Excerpts of location labeling data:
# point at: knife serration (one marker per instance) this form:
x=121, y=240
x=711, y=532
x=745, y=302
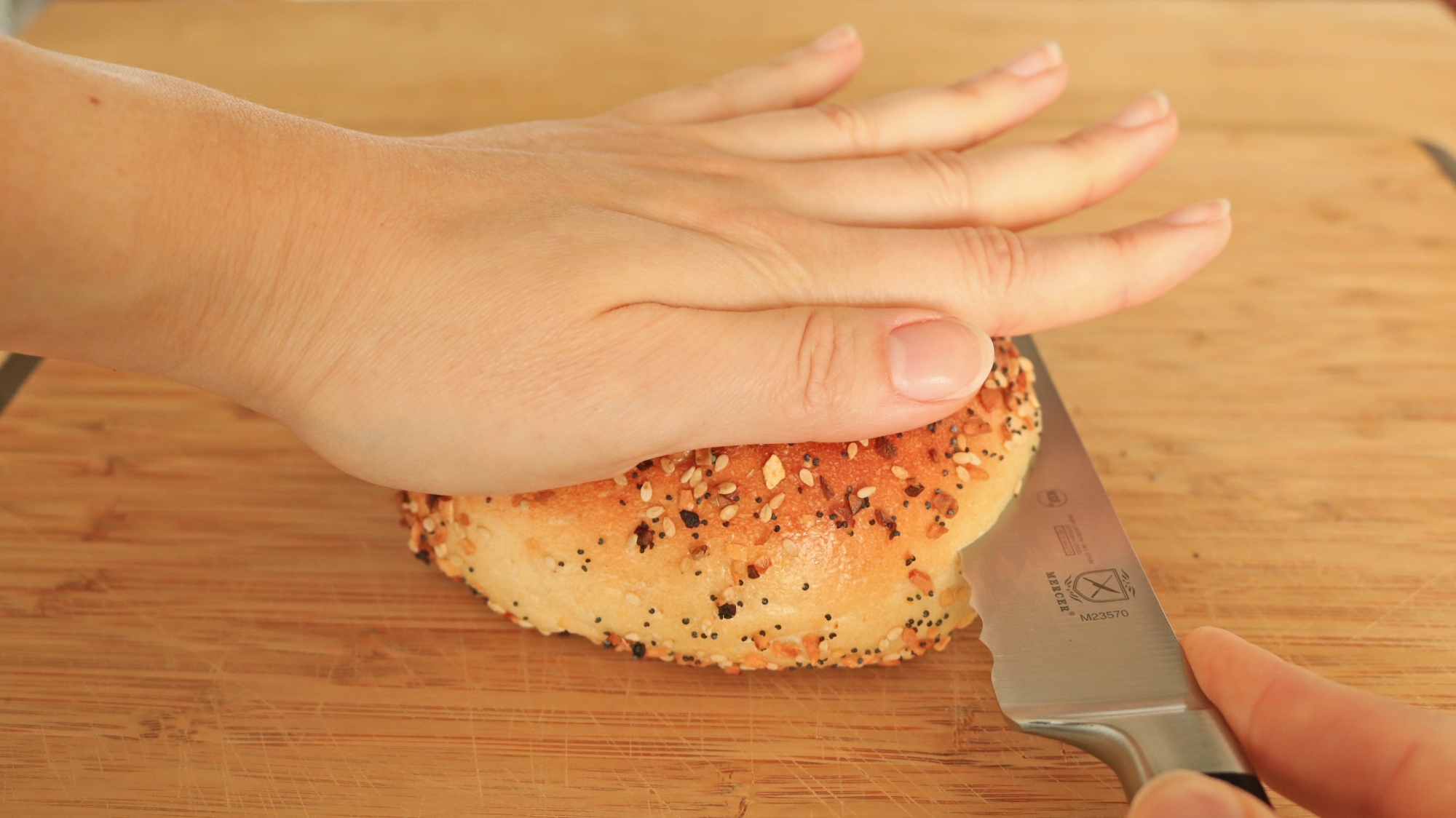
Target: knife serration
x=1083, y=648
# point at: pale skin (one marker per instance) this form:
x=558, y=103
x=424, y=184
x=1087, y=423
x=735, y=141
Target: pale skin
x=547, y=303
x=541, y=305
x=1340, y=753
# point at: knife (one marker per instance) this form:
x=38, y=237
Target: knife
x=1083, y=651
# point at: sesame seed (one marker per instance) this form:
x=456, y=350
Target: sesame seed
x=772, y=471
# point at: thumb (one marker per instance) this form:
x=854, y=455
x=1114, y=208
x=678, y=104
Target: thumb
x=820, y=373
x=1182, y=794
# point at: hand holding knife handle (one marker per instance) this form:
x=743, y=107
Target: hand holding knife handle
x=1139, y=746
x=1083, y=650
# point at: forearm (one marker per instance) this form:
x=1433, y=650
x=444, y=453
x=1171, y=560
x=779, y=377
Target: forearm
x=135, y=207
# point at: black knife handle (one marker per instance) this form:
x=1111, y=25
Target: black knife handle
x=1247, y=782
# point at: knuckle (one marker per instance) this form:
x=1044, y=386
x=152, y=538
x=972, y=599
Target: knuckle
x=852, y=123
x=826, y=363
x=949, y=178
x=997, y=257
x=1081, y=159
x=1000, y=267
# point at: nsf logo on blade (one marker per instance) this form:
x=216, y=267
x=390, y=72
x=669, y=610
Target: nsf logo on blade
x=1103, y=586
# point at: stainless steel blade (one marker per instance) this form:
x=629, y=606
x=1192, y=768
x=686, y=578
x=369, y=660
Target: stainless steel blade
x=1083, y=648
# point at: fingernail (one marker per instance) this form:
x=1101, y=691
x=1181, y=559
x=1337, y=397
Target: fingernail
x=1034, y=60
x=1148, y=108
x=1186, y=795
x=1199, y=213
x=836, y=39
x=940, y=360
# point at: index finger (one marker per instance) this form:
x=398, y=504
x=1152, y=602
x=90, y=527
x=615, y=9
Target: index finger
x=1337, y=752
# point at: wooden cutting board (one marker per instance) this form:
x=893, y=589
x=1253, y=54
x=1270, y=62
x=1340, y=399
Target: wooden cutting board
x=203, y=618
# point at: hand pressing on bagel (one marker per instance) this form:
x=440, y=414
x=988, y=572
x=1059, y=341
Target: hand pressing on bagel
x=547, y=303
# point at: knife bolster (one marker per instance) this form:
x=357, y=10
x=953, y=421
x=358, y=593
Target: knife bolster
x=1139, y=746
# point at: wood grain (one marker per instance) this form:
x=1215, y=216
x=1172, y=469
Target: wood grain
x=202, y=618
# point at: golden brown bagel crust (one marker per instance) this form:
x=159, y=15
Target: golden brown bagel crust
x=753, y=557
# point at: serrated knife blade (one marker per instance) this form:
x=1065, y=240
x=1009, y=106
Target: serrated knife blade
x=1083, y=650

What is needed: Reproduce every one of the items above verbatim, omitting any pictures.

In response:
# point at: knife serration (one marker per instance) this form:
x=121, y=240
x=711, y=532
x=745, y=302
Target: knife serration
x=1083, y=648
# point at: pale skin (one marker per instance) this form:
x=558, y=103
x=424, y=184
x=1087, y=423
x=735, y=141
Target: pale skin
x=547, y=303
x=541, y=305
x=1340, y=753
# point at: knife (one marker per instance) this form:
x=38, y=237
Target: knife
x=1083, y=651
# point at: sesame seed (one marker per instance) this form:
x=456, y=350
Target: sesame seed
x=772, y=471
# point at: thumb (one marker per instance) this form:
x=854, y=455
x=1114, y=208
x=678, y=104
Target: thumb
x=820, y=373
x=1182, y=794
# point at: hand holding knife handle (one marker per instance) this form:
x=743, y=107
Target: hand holding knife handle
x=1139, y=746
x=1083, y=650
# point at: forearm (one marker per instance) this form:
x=1433, y=650
x=444, y=453
x=1171, y=560
x=779, y=377
Target: forearm
x=135, y=207
# point at: black knife handle (one marker per instance) this form:
x=1111, y=25
Target: black knife handle
x=1247, y=782
# point at: knuckle (one marker per instance) this form:
x=1044, y=386
x=152, y=538
x=972, y=599
Target: knuckle
x=852, y=123
x=826, y=363
x=949, y=178
x=997, y=257
x=1081, y=159
x=1000, y=267
# point at: nsf logo on blade (one marker per instance) this form:
x=216, y=267
x=390, y=72
x=669, y=610
Target: nsf logo on blade
x=1103, y=586
# point at: stainless steel blade (one marker per instance) this form:
x=629, y=606
x=1192, y=768
x=686, y=578
x=369, y=660
Target: stainless steel blade
x=1083, y=648
# point at: fingernail (one marker per instance) this form:
x=1101, y=691
x=1181, y=559
x=1337, y=397
Target: fingernail
x=1034, y=60
x=1148, y=108
x=1186, y=795
x=1199, y=213
x=836, y=39
x=940, y=360
# point at: index finger (one marker per instance) this form:
x=398, y=504
x=1152, y=602
x=90, y=527
x=615, y=9
Target: index finger
x=1337, y=752
# point at: wooden cutting board (one marker per instance) this form:
x=893, y=589
x=1253, y=54
x=1270, y=62
x=1340, y=399
Target: wooden cutting board
x=203, y=618
# point at: hand pressing on bagel (one marker per instance) this form:
x=440, y=414
x=988, y=572
x=1059, y=341
Target: hand pressing on bagel
x=547, y=303
# point at: knife bolster (one marker per instance) this form:
x=357, y=10
x=953, y=421
x=358, y=593
Target: knife bolster
x=1139, y=746
# point at: wood grain (one marker per instance) this form:
x=1215, y=216
x=1172, y=469
Target: wood grain
x=202, y=618
# point at: golden brown bagel crust (one marker per instance) this form:
x=159, y=15
Target: golden brown bagel crust
x=753, y=557
# point at: serrated knife blade (one marker per instance) this form:
x=1065, y=240
x=1009, y=106
Target: serrated knife blade
x=1083, y=650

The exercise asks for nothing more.